Arrange all of the data below as a numbered list, omitting any blank lines.

## PROVIDED ENTRIES

((

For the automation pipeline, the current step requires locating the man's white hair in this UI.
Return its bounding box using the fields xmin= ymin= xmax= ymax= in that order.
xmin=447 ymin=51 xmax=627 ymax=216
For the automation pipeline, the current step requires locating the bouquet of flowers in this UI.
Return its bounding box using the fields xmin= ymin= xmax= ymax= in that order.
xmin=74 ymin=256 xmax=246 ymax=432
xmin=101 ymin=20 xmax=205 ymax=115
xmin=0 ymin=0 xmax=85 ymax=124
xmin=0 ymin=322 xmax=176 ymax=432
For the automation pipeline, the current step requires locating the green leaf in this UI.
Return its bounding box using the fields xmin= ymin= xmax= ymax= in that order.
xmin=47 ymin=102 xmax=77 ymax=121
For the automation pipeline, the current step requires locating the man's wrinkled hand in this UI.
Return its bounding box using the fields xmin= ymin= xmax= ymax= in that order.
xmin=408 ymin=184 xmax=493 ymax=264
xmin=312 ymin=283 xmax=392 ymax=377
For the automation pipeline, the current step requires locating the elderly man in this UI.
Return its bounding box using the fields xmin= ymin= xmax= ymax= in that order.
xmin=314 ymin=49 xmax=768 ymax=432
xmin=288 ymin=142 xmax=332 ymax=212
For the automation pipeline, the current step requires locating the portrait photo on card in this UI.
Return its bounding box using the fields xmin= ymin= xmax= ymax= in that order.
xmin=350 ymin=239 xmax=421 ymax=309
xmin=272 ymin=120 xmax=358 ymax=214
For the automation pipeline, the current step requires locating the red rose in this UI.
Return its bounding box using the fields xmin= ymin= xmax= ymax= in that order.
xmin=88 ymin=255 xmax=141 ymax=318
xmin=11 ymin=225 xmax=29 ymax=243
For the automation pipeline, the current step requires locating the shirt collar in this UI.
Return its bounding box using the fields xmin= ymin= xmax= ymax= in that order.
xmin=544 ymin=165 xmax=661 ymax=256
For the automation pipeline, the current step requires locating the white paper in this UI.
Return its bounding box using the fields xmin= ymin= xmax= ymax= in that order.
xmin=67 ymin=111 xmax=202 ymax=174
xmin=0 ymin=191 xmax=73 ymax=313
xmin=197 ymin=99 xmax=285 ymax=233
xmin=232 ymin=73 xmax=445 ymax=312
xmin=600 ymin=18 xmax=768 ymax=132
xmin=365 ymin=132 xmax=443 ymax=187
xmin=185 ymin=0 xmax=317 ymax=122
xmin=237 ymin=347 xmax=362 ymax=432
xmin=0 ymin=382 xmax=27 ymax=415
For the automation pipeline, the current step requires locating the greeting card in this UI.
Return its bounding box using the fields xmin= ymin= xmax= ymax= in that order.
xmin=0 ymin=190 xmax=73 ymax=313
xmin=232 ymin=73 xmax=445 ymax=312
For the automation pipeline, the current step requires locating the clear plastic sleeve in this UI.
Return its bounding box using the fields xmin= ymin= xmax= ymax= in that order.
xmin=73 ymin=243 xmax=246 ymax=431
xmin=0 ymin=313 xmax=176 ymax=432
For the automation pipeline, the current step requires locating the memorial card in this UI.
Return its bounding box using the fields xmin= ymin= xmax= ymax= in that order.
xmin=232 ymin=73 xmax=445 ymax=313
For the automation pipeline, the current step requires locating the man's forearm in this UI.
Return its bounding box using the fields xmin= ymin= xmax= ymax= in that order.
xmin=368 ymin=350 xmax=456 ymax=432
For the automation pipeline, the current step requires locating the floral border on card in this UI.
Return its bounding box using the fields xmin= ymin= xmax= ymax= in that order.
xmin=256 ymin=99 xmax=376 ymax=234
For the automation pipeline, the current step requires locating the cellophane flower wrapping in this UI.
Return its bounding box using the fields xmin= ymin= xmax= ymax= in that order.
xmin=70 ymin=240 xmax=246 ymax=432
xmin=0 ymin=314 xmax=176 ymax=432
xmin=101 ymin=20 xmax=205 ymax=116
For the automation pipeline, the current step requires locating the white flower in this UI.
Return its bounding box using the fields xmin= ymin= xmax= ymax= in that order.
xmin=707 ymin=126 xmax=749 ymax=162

))

## TASK OUTPUT
1. For the automation pipeline, the current step requires locating the man's white hair in this UI.
2. Return its bounding box using the fields xmin= ymin= xmax= ymax= in that order.
3. xmin=447 ymin=51 xmax=627 ymax=216
4. For the automation pipeline, the current step requires locating the bouquet of flowers in this UI.
5. Return its bounding box using the fields xmin= ymin= xmax= ymax= in that order.
6. xmin=74 ymin=256 xmax=246 ymax=432
7. xmin=101 ymin=20 xmax=205 ymax=115
8. xmin=0 ymin=0 xmax=85 ymax=124
9. xmin=0 ymin=322 xmax=176 ymax=432
10. For the automation pipeline, the current step requires locating the green leaf in this UI.
11. Return its bounding box using the fields xmin= ymin= xmax= ymax= in that order.
12. xmin=47 ymin=102 xmax=77 ymax=121
13. For the automation pipeline, the current step requires locating the man's wrinkled hand in this UI.
14. Return its bounding box using the fields xmin= ymin= xmax= ymax= in that order.
15. xmin=408 ymin=184 xmax=493 ymax=264
16. xmin=312 ymin=283 xmax=392 ymax=377
17. For the automation pipeline, the current step requires locating the elderly man in this UI.
18. Return its bounding box using the fields xmin= ymin= xmax= ymax= in that order.
19. xmin=314 ymin=49 xmax=768 ymax=432
20. xmin=288 ymin=142 xmax=332 ymax=212
21. For the automation pipeline, the current step requires locating the portrait photo on card in this UI.
22. Return its bounding box using the fields xmin= ymin= xmax= ymax= in that order.
23. xmin=350 ymin=239 xmax=421 ymax=309
24. xmin=272 ymin=120 xmax=358 ymax=214
25. For the automation pipeline, the current step requires locating the red rose in this UI.
26. Return its bounding box using the fields xmin= ymin= xmax= ymax= in that order.
27. xmin=88 ymin=255 xmax=141 ymax=318
28. xmin=11 ymin=225 xmax=29 ymax=243
29. For the automation pipeline, the current step requires locating the shirt collar in this UI.
30. Return its bounding box using the fields xmin= ymin= xmax= ymax= in that order.
31. xmin=544 ymin=165 xmax=661 ymax=256
32. For the automation pipeline, the current step requires locating the white paper in this UI.
33. Return its bounding box using the fields xmin= ymin= xmax= ymax= in that order.
34. xmin=67 ymin=111 xmax=202 ymax=174
35. xmin=0 ymin=191 xmax=73 ymax=313
36. xmin=197 ymin=99 xmax=285 ymax=233
37. xmin=232 ymin=73 xmax=445 ymax=312
38. xmin=600 ymin=18 xmax=768 ymax=132
39. xmin=365 ymin=132 xmax=443 ymax=187
40. xmin=185 ymin=0 xmax=317 ymax=122
41. xmin=237 ymin=347 xmax=362 ymax=432
42. xmin=0 ymin=382 xmax=27 ymax=415
43. For the automation pipeline, the current step requires locating the greeting card in this UI.
44. Return its bounding box using the fields xmin= ymin= xmax= ymax= in that order.
45. xmin=0 ymin=190 xmax=73 ymax=313
46. xmin=232 ymin=73 xmax=445 ymax=312
47. For the automation pipeline, the current step requires locating the clear plastic sleeve in this UI.
48. Return its bounding box using the fields xmin= ymin= xmax= ymax= in that order.
49. xmin=73 ymin=243 xmax=246 ymax=431
50. xmin=0 ymin=313 xmax=176 ymax=432
51. For the automation pipeline, the current step requires locating the memorial card in this UI.
52. Return its bounding box using the fields xmin= ymin= xmax= ymax= in that order.
53. xmin=232 ymin=73 xmax=445 ymax=313
54. For the automation pipeline, the current step requires locating the man's forearm in this UI.
55. Return its bounding box using the fields xmin= ymin= xmax= ymax= in that order.
56. xmin=368 ymin=350 xmax=456 ymax=432
57. For the automation pipeline, the current step requires locating the floral border on card in this UI.
58. Return its bounding box using the fields xmin= ymin= xmax= ymax= in that order.
59. xmin=256 ymin=99 xmax=376 ymax=234
60. For the automation pipeline, the current step requires locating the cellophane flower wrapping in this UI.
61. Return its bounding box using the fields xmin= ymin= xmax= ymax= in that order.
62. xmin=70 ymin=240 xmax=246 ymax=432
63. xmin=0 ymin=314 xmax=176 ymax=432
64. xmin=101 ymin=20 xmax=205 ymax=116
65. For the automation pipeline, the current step requires locating the white flower in this UI.
66. Return its bounding box using the fields xmin= ymin= xmax= ymax= in that order.
67. xmin=707 ymin=126 xmax=749 ymax=162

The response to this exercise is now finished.